*Source:*
--- --- ---
More recently, Nurmagomedov has been developing an effective pressure game. By moving forward and taking ground, he can proactively force his opponent’s back to the cage. Although Nurmagomedov relentlessly walked down Edson Barboza, who is particularly vulnerable to pressure, the best example of his pressure game as a delivery system for his grappling came in his fight with Michael Johnson
Nurmagomedov would give ground to avoid Johnson’s sharp, fast straight punches, before immediately resuming the forward pressure. He was able to walk the delicate line of backing up to avoid the offense of Johnson, while still maintaining a net gain in ground throughout most of the fight, before eventually pushing Johnson to the cage and taking him down.
While his pressure is effective, it is not perfect. It is very difficult to consistently pressure a sound outfighter when you must give ground to avoid his offense, as Rory MacDonald can attest after his frustrating loss at the hands of Stephen Thompson.
Nurmagomedov’s ugly striking form belies his craft on the feet. Despite being primarily a grappler to whom striking is largely an afterthought, he has never been embarrassed on the feet. Although he is wild and not particularly well-schooled in striking, he does possess a great deal of awareness, instinctual intelligence, and a keen eye for openings.
--- --- ---
*Provided material:*
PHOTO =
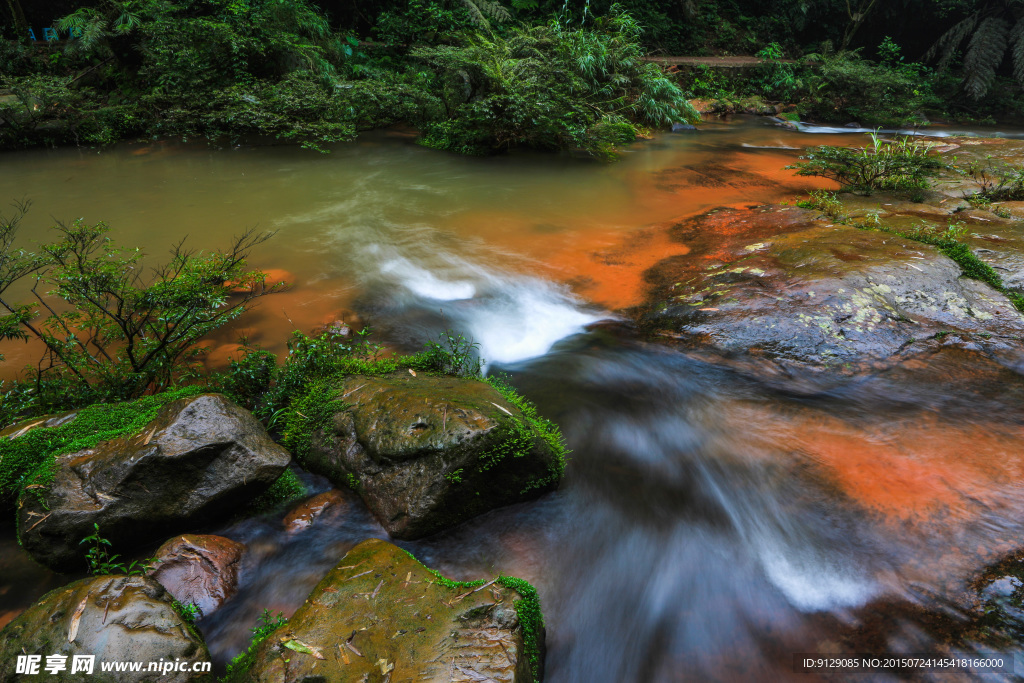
--- --- ---
*Set problem:* Print the stretch from "While his pressure" through "eye for openings." of the passage on Nurmagomedov's fighting style, copying it word for word.

*Task output:*
While his pressure is effective, it is not perfect. It is very difficult to consistently pressure a sound outfighter when you must give ground to avoid his offense, as Rory MacDonald can attest after his frustrating loss at the hands of Stephen Thompson.
Nurmagomedov’s ugly striking form belies his craft on the feet. Despite being primarily a grappler to whom striking is largely an afterthought, he has never been embarrassed on the feet. Although he is wild and not particularly well-schooled in striking, he does possess a great deal of awareness, instinctual intelligence, and a keen eye for openings.